◆ TEXTO ◆

┄┄┄┄┄┄

La tolerancia, como acto derivado de la prudencia y la caridad, se encuentra bajo la guía de la ley natural. Esta ley es la participación de la ley eterna que uno reconoce como criatura racional: “Como ya expusimos (q.90 a.1 ad 2; a.3.4), la ley no es otra cosa que un dictamen de la razón práctica existente en el príncipe que gobierna una comunidad perfecta. Pero, dado que el mundo está regido por la divina providencia, como expusimos en la Parte I (q.22 a.1.2), es manifiesto que toda la comunidad del universo está gobernada por la razón divina. Por tanto, el designio mismo de la gobernación de las cosas que existe en Dios como monarca del universo tiene naturaleza de ley. Y como la inteligencia divina no concibe nada en el tiempo, sino que su concepto es eterno, según se dice en Prov 8,23, síguese que la ley en cuestión debe llamarse eterna.”[4]
Desde esta perspectiva, la tolerancia es aceptable siempre que no contradiga los principios fundamentales de la ley natural, como la justicia, la dignidad humana y el orden moral. Cuando una acción u omisión atenta contra estos principios, la tolerancia no es ya una virtud, sino una forma de complicidad con el mal.
El respeto, por otro lado, es una manifestación directa del reconocimiento de la dignidad inherente a toda persona humana, creada a imagen y semejanza de Dios (imago Dei). En su Comentario a la Ética a Nicómaco, Santo Tomás explica que es propio del hombre virtuoso honrar y respetar lo que es digno de respeto, y sobre todo al hombre en cuanto tal. El respeto, en el pensamiento tomista, no se limita a la cortesía superficial, sino que implica un deber moral profundo, que obliga a tratar al otro con justicia, consideración y empatía, incluso cuando no se comparten sus ideas o comportamientos. Además, el respeto es condición indispensable para el diálogo y la convivencia social. Se comprende que la sociedad humana está compuesta por una pluralidad de personas con diferentes opiniones, y que el bien común requiere una actitud de reconocimiento mutuo. Desde este fundamento antropológico, el respeto se convierte en una exigencia de la justicia y del amor al prójimo. No se trata de una mera tolerancia pasiva, sino de una actitud activa de reconocimiento del valor del otro.
La cuestión fundamental es que el respeto implica reconocer aquello que Bueno, Verdadero y Bello en el otro, donde se respeta lo que objetivamente participa del Bien Mayor, a diferencia de la tolerancia donde se reconoce el mal implícito.

┄┄┄┄┄┄

◆ EXTRACTO DE DATOS ◆

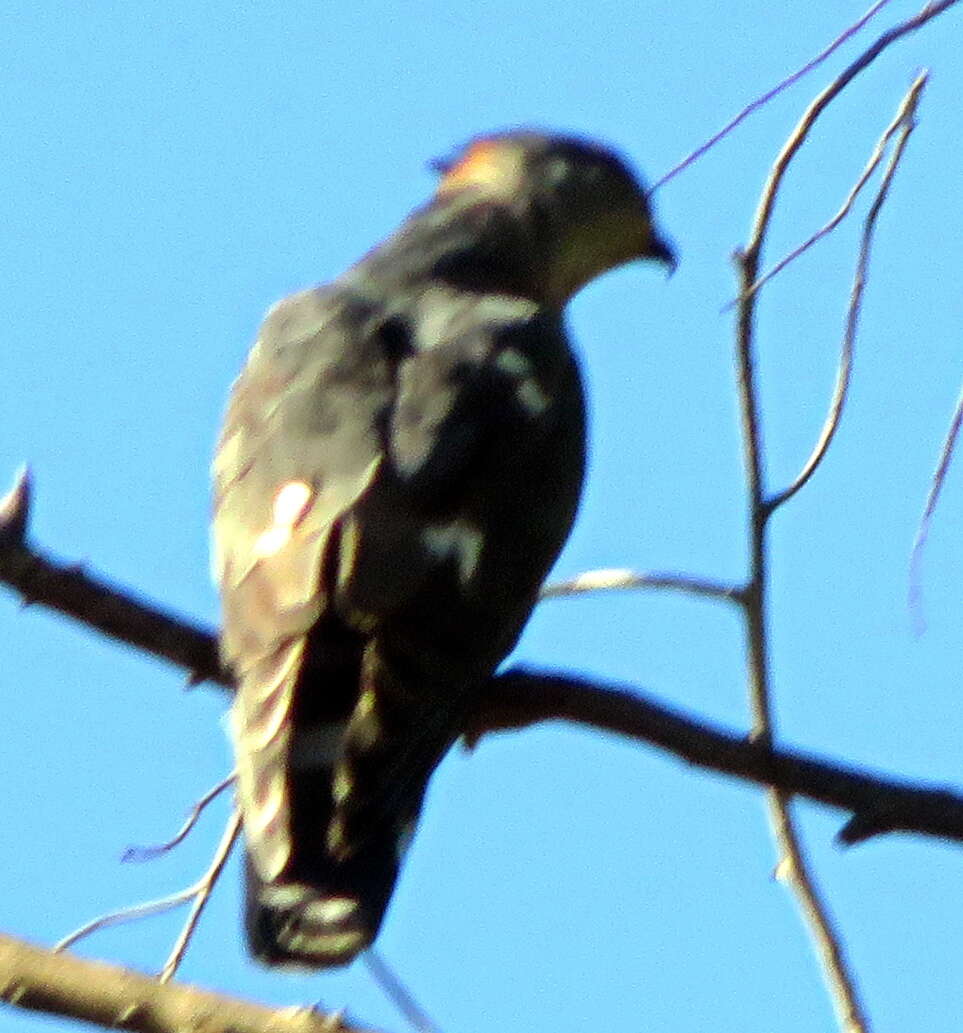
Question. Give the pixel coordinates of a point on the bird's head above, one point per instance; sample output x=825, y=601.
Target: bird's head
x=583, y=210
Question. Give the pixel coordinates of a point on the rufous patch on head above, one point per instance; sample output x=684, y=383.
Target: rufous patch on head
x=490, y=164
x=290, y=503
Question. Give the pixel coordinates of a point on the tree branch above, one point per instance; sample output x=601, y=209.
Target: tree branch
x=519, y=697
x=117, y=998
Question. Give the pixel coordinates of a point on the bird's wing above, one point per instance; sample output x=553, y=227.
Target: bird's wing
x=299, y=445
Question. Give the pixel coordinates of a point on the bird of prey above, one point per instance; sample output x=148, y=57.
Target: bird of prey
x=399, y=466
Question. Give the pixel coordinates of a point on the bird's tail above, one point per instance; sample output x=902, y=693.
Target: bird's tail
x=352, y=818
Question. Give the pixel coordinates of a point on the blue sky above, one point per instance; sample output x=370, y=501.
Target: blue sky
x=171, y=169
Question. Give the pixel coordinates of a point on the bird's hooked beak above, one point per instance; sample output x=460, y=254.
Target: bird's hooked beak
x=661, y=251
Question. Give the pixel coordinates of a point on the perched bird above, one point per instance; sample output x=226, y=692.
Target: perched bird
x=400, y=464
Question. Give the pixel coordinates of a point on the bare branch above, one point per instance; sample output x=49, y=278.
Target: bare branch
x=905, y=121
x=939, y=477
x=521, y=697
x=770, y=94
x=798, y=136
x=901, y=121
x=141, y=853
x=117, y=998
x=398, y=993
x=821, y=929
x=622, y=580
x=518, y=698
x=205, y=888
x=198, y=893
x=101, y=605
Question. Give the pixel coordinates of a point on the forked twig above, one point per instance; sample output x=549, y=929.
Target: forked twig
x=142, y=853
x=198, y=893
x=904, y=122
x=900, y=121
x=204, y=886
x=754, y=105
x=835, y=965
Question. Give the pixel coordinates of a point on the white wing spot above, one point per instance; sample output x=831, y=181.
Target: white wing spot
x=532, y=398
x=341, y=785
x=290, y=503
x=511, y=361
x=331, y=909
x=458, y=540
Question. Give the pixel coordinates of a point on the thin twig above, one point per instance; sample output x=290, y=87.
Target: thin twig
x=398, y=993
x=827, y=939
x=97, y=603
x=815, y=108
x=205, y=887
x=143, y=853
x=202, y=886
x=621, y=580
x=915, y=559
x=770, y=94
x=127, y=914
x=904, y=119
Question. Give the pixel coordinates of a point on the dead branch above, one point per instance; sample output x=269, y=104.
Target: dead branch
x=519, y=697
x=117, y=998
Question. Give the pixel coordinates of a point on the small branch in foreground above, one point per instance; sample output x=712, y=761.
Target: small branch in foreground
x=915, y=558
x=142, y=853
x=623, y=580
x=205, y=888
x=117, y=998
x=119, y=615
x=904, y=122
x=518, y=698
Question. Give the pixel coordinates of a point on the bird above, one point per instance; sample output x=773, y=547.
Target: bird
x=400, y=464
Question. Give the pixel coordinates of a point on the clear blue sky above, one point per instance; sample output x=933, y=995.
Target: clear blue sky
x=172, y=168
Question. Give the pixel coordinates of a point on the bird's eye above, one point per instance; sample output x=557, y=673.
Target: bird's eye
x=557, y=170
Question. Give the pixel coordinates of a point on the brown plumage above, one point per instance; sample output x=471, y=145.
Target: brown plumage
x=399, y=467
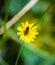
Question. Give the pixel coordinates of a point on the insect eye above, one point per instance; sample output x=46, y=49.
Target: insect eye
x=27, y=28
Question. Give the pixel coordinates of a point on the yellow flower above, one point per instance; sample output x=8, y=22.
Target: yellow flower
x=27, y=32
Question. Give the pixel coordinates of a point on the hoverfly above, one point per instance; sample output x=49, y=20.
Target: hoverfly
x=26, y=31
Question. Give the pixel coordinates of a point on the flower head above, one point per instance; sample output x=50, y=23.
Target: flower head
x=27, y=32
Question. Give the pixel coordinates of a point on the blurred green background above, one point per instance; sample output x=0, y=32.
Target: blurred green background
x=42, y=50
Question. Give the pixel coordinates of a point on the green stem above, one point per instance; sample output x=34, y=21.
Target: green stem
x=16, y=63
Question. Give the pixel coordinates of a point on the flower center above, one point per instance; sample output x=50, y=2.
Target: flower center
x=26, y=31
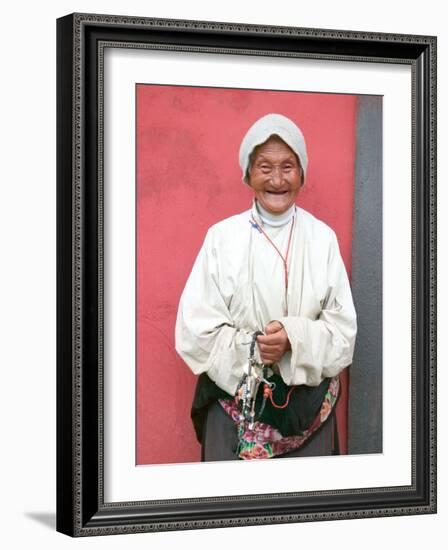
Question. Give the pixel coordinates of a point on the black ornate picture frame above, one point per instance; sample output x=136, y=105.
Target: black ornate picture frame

┄┄┄┄┄┄

◆ INSTRUCCIONES ◆
1. Según el texto sobre la tolerancia y el respeto, ¿qué es la ley natural?
2. Copia del texto sobre la tolerancia y el respeto el fragmento que abre con las palabras que contienen "La cuestión fundamental" y cierra con "el mal implícito.", y reemplaza "Bien Mayor" por "Bien Supremo".
Estos datos provienen de otra fuente.

◆ RESPUESTAS ◆
1. Es la participación de la ley eterna que uno reconoce como criatura racional.

2.
La cuestión fundamental es que el respeto implica reconocer aquello que Bueno, Verdadero y Bello en el otro, donde se respeta lo que objetivamente participa del Bien Supremo, a diferencia de la tolerancia donde se reconoce el mal implícito.